Produce a word-for-word copy of the lines from the one that contains "# place one dot on each instance of the white" to the final line of the data below, with all pictures dropped.
□ □ □ □
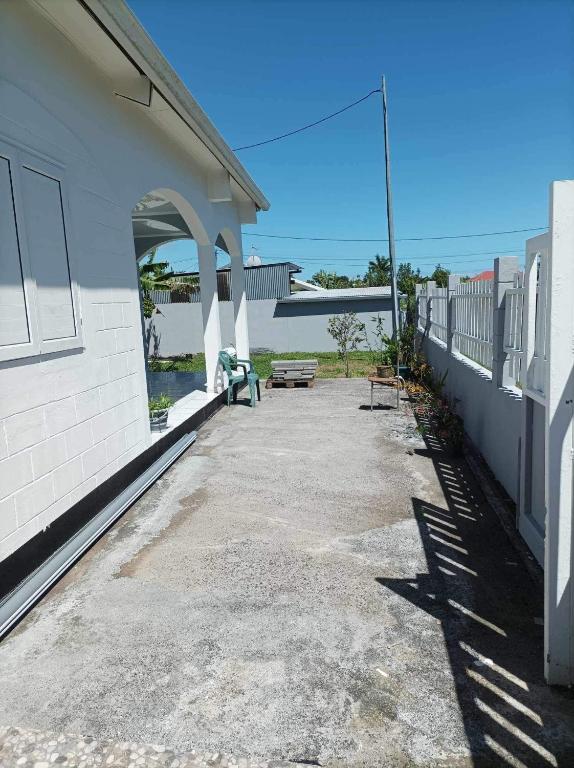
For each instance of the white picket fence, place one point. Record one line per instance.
(472, 321)
(513, 314)
(521, 327)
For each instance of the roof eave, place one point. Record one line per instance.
(123, 25)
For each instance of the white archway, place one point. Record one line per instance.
(163, 215)
(233, 248)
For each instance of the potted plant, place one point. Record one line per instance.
(384, 352)
(158, 411)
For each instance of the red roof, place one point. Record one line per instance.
(488, 274)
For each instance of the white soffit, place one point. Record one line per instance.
(113, 39)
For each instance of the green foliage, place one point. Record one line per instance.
(330, 280)
(407, 278)
(440, 276)
(155, 277)
(379, 271)
(160, 403)
(330, 366)
(348, 332)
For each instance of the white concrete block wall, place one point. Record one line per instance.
(69, 420)
(53, 454)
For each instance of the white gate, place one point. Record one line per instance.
(547, 468)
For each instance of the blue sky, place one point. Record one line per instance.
(481, 102)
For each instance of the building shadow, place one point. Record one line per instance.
(490, 613)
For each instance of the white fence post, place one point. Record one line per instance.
(505, 267)
(453, 283)
(559, 388)
(430, 286)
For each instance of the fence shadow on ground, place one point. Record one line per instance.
(490, 614)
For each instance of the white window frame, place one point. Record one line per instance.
(18, 159)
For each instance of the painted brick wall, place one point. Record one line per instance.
(52, 454)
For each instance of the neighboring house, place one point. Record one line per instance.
(100, 143)
(279, 319)
(488, 274)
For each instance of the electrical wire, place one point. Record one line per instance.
(344, 260)
(385, 240)
(310, 125)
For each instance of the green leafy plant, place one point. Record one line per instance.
(155, 277)
(348, 331)
(160, 403)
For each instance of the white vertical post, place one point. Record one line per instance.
(239, 306)
(210, 314)
(453, 283)
(431, 285)
(505, 268)
(559, 388)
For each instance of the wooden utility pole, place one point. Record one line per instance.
(391, 231)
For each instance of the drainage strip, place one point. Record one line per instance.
(28, 592)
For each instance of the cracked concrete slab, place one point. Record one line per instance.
(310, 583)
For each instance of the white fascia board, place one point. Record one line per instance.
(120, 22)
(108, 33)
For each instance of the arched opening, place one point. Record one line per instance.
(180, 326)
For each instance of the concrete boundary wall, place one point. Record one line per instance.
(492, 415)
(281, 327)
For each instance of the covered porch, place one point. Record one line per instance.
(157, 220)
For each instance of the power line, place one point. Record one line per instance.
(310, 125)
(384, 240)
(360, 259)
(342, 260)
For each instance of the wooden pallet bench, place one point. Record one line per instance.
(287, 373)
(289, 383)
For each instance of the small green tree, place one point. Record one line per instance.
(155, 277)
(440, 276)
(330, 280)
(348, 331)
(379, 271)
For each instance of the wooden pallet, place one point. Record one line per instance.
(289, 383)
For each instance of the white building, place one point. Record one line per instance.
(94, 125)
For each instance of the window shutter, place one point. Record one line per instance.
(13, 316)
(48, 252)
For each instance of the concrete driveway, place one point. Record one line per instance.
(308, 583)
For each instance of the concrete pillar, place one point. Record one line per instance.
(559, 439)
(210, 314)
(239, 306)
(505, 268)
(453, 283)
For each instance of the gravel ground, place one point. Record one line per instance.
(309, 584)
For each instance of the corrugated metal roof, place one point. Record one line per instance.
(329, 294)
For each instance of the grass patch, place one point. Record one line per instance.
(330, 366)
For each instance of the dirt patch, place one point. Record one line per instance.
(187, 505)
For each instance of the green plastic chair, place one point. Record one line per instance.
(231, 365)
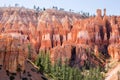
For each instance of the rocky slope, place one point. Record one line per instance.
(65, 34)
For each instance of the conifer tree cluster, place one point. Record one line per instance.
(60, 71)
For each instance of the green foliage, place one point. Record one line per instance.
(29, 52)
(60, 71)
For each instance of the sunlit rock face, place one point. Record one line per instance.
(64, 34)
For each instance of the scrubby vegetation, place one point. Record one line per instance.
(60, 71)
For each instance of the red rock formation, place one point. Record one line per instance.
(58, 31)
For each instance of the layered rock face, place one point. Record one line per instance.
(65, 34)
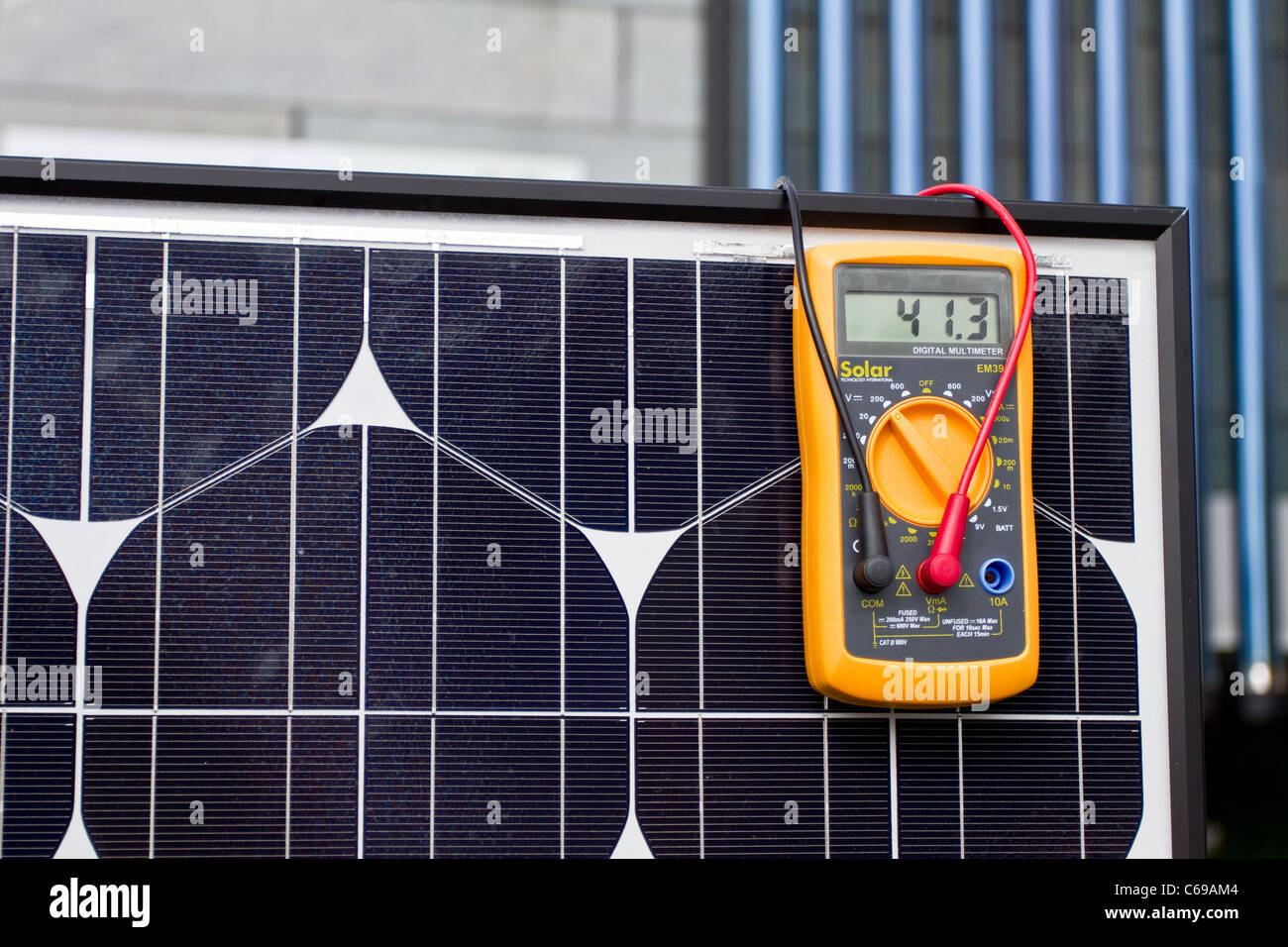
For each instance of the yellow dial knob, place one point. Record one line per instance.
(915, 454)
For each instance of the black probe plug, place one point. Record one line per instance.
(874, 571)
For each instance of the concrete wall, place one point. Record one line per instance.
(557, 88)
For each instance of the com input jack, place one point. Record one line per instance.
(996, 577)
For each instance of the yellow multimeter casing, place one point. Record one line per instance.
(915, 402)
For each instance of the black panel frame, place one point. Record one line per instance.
(1166, 227)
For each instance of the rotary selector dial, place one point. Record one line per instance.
(915, 453)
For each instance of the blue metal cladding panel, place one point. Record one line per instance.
(327, 567)
(399, 571)
(498, 363)
(596, 631)
(117, 793)
(751, 605)
(498, 631)
(1020, 781)
(666, 787)
(497, 788)
(763, 789)
(228, 375)
(7, 303)
(121, 622)
(236, 770)
(858, 795)
(224, 621)
(1102, 407)
(323, 788)
(398, 801)
(666, 630)
(666, 382)
(50, 373)
(928, 784)
(596, 785)
(1107, 639)
(39, 759)
(330, 330)
(127, 384)
(595, 395)
(1052, 480)
(402, 328)
(40, 624)
(1111, 783)
(748, 405)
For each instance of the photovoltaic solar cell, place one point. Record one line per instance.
(473, 647)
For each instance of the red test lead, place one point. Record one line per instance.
(943, 567)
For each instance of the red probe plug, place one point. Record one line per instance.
(943, 567)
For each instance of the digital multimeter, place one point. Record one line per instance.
(917, 334)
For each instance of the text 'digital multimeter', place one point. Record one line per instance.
(917, 334)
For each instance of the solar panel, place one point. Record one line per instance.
(458, 532)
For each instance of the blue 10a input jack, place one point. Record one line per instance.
(996, 577)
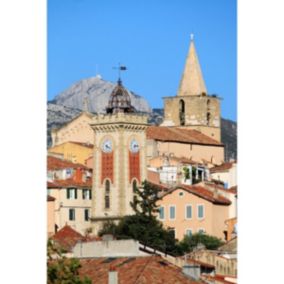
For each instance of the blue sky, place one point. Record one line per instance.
(151, 38)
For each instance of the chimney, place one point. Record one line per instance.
(112, 276)
(192, 270)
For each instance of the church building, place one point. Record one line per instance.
(193, 107)
(119, 162)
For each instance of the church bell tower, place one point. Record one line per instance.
(119, 158)
(193, 107)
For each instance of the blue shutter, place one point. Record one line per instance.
(188, 211)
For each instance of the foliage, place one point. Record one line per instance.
(145, 199)
(190, 242)
(62, 270)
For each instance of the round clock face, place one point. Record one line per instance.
(134, 146)
(107, 146)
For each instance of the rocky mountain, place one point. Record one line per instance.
(58, 115)
(95, 91)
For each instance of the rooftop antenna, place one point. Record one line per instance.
(120, 68)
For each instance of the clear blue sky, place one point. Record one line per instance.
(150, 37)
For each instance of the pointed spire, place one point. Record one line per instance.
(192, 82)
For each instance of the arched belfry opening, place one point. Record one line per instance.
(181, 112)
(208, 118)
(107, 194)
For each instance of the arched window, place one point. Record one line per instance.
(208, 117)
(181, 112)
(134, 186)
(107, 194)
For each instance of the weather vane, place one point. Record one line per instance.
(120, 68)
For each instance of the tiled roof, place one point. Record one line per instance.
(87, 145)
(130, 270)
(233, 189)
(202, 193)
(58, 164)
(219, 278)
(221, 168)
(69, 183)
(67, 237)
(174, 134)
(153, 177)
(52, 184)
(50, 198)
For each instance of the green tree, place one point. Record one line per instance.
(145, 198)
(62, 270)
(190, 242)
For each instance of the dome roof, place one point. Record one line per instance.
(119, 100)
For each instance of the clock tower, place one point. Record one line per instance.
(119, 158)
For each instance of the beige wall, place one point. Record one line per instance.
(62, 206)
(77, 130)
(196, 109)
(223, 265)
(120, 129)
(229, 176)
(214, 215)
(50, 218)
(72, 152)
(195, 152)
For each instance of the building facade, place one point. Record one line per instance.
(193, 107)
(119, 159)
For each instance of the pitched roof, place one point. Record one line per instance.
(60, 183)
(175, 134)
(67, 237)
(202, 193)
(58, 164)
(152, 269)
(87, 145)
(221, 168)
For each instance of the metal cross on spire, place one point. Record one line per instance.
(120, 68)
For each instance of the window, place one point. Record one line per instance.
(172, 212)
(87, 194)
(188, 232)
(72, 214)
(201, 231)
(107, 194)
(71, 193)
(181, 112)
(86, 214)
(162, 213)
(188, 211)
(200, 210)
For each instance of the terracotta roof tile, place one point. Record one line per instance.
(58, 164)
(152, 269)
(63, 183)
(202, 193)
(221, 168)
(67, 237)
(50, 198)
(174, 134)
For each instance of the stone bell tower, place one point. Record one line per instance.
(193, 107)
(119, 157)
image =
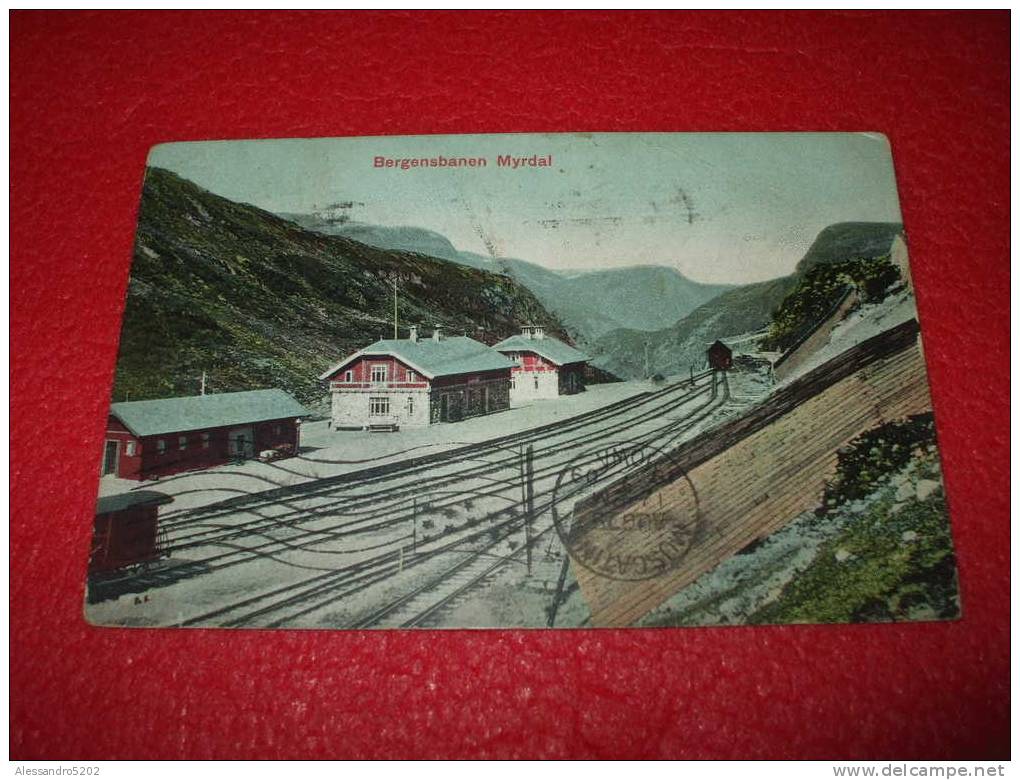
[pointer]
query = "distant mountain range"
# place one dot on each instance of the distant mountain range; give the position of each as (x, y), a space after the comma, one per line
(589, 303)
(633, 353)
(256, 301)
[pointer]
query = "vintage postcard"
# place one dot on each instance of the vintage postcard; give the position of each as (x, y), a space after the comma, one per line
(520, 380)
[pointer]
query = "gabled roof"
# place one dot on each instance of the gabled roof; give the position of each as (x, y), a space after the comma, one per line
(148, 418)
(453, 355)
(551, 349)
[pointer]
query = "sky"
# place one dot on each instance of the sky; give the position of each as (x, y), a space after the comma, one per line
(723, 208)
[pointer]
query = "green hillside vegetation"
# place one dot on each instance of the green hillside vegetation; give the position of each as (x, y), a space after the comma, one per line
(820, 289)
(255, 301)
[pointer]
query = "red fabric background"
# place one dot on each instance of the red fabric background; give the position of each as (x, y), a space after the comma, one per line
(90, 93)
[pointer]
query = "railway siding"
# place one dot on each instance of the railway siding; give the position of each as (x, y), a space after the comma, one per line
(752, 475)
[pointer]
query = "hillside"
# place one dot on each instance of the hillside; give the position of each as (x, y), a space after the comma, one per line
(589, 303)
(255, 301)
(630, 353)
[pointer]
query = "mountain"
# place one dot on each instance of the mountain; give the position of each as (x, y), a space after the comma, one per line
(590, 303)
(401, 239)
(631, 353)
(256, 301)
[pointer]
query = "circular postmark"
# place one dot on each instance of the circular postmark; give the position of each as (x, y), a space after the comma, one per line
(633, 511)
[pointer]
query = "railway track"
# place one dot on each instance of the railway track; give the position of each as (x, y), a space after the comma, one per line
(405, 468)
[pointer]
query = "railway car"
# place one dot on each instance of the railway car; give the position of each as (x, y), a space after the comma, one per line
(126, 531)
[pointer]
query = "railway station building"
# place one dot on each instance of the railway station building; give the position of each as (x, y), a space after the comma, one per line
(415, 381)
(151, 438)
(544, 367)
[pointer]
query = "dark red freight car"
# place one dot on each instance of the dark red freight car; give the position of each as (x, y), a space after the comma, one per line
(126, 531)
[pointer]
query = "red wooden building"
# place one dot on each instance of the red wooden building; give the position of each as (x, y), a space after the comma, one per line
(413, 382)
(149, 438)
(126, 530)
(544, 366)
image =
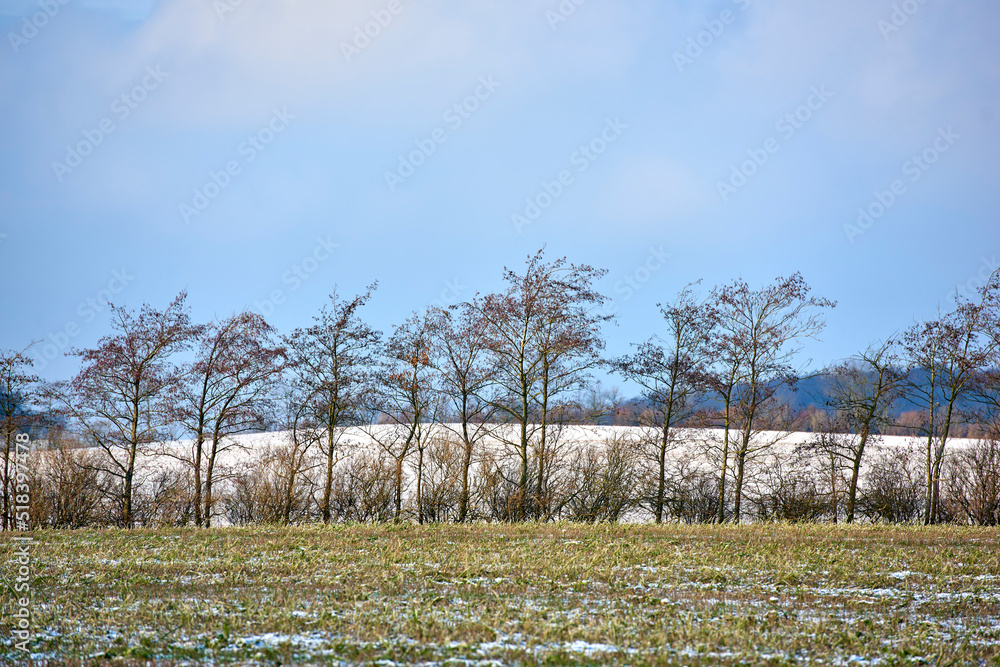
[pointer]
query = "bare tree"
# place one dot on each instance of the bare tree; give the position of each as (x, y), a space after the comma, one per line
(466, 376)
(671, 372)
(948, 357)
(123, 396)
(16, 390)
(332, 362)
(755, 333)
(226, 391)
(862, 393)
(406, 400)
(543, 333)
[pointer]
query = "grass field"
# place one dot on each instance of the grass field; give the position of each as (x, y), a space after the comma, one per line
(545, 594)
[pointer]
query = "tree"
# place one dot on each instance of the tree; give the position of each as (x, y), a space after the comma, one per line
(755, 334)
(465, 377)
(16, 391)
(123, 397)
(543, 334)
(670, 371)
(226, 391)
(861, 393)
(948, 357)
(332, 361)
(406, 400)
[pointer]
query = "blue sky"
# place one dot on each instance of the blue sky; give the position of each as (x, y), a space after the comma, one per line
(242, 150)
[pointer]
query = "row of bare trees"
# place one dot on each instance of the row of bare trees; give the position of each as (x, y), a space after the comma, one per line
(597, 480)
(514, 367)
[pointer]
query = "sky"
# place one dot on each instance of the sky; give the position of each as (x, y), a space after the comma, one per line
(259, 152)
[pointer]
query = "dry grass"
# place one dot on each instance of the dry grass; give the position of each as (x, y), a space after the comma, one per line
(552, 594)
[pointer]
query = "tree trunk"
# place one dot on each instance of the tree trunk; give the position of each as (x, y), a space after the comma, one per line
(852, 492)
(722, 471)
(463, 502)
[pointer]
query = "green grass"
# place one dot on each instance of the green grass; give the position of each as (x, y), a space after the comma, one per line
(533, 594)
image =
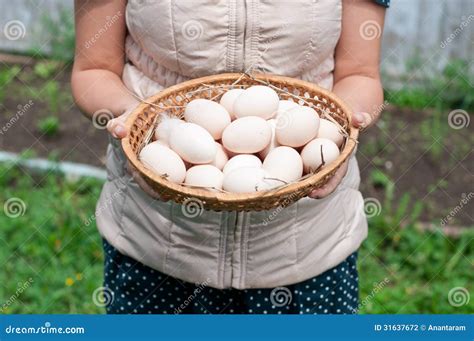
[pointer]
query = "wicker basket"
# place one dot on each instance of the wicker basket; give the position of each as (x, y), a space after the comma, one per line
(142, 121)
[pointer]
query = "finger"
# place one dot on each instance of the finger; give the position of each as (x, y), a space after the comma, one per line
(331, 185)
(361, 120)
(117, 128)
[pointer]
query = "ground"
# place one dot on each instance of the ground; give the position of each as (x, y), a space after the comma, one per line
(415, 167)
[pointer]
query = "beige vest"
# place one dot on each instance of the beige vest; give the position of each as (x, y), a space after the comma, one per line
(172, 41)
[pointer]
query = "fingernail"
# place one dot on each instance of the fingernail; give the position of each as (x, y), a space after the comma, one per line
(119, 131)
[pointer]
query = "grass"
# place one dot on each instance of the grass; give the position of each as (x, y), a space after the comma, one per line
(51, 246)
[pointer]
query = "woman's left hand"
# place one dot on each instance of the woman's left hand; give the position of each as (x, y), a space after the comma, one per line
(360, 120)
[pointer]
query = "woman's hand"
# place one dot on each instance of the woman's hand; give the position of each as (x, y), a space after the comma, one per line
(356, 71)
(118, 130)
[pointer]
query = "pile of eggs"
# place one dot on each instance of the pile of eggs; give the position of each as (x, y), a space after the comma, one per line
(249, 141)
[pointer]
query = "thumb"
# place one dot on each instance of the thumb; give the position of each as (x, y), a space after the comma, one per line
(116, 126)
(361, 119)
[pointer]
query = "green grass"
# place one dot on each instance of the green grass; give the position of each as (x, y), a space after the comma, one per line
(51, 244)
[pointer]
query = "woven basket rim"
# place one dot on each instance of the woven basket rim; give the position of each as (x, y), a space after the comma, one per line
(239, 198)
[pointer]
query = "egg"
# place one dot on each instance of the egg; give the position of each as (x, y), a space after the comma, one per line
(243, 180)
(193, 143)
(297, 126)
(273, 142)
(206, 176)
(221, 157)
(330, 130)
(316, 151)
(228, 99)
(242, 161)
(257, 100)
(285, 105)
(284, 163)
(163, 161)
(269, 183)
(208, 114)
(247, 135)
(162, 131)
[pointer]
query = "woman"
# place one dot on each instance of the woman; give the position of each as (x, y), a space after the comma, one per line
(158, 258)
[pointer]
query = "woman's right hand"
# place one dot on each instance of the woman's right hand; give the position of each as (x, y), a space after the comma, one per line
(118, 130)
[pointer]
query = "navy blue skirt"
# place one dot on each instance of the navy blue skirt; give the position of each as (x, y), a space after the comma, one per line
(134, 288)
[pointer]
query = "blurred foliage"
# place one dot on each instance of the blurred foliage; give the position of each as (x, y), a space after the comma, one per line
(417, 269)
(52, 244)
(61, 36)
(7, 75)
(450, 89)
(48, 126)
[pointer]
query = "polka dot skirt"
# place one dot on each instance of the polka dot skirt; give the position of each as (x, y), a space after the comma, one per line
(134, 288)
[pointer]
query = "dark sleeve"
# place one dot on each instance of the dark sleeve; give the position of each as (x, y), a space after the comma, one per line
(384, 3)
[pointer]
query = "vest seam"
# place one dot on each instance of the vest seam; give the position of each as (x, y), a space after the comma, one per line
(172, 4)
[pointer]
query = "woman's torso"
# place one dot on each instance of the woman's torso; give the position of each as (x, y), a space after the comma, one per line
(172, 41)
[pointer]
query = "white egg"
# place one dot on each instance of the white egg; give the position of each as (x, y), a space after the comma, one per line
(269, 183)
(162, 131)
(206, 176)
(221, 157)
(284, 163)
(330, 130)
(257, 100)
(316, 151)
(228, 99)
(297, 126)
(243, 180)
(193, 143)
(285, 105)
(273, 142)
(208, 114)
(163, 161)
(242, 161)
(247, 135)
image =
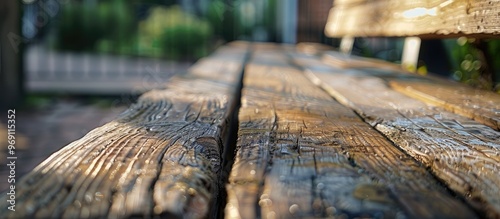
□ □ □ □
- Exercise result
# place one dot on each instance of the white egg; give the position of each as (x, y), a space after the comma, one per line
(269, 183)
(162, 131)
(206, 176)
(221, 157)
(284, 163)
(330, 130)
(257, 100)
(316, 151)
(228, 99)
(297, 126)
(243, 180)
(193, 143)
(285, 105)
(273, 142)
(208, 114)
(163, 161)
(242, 161)
(247, 135)
image =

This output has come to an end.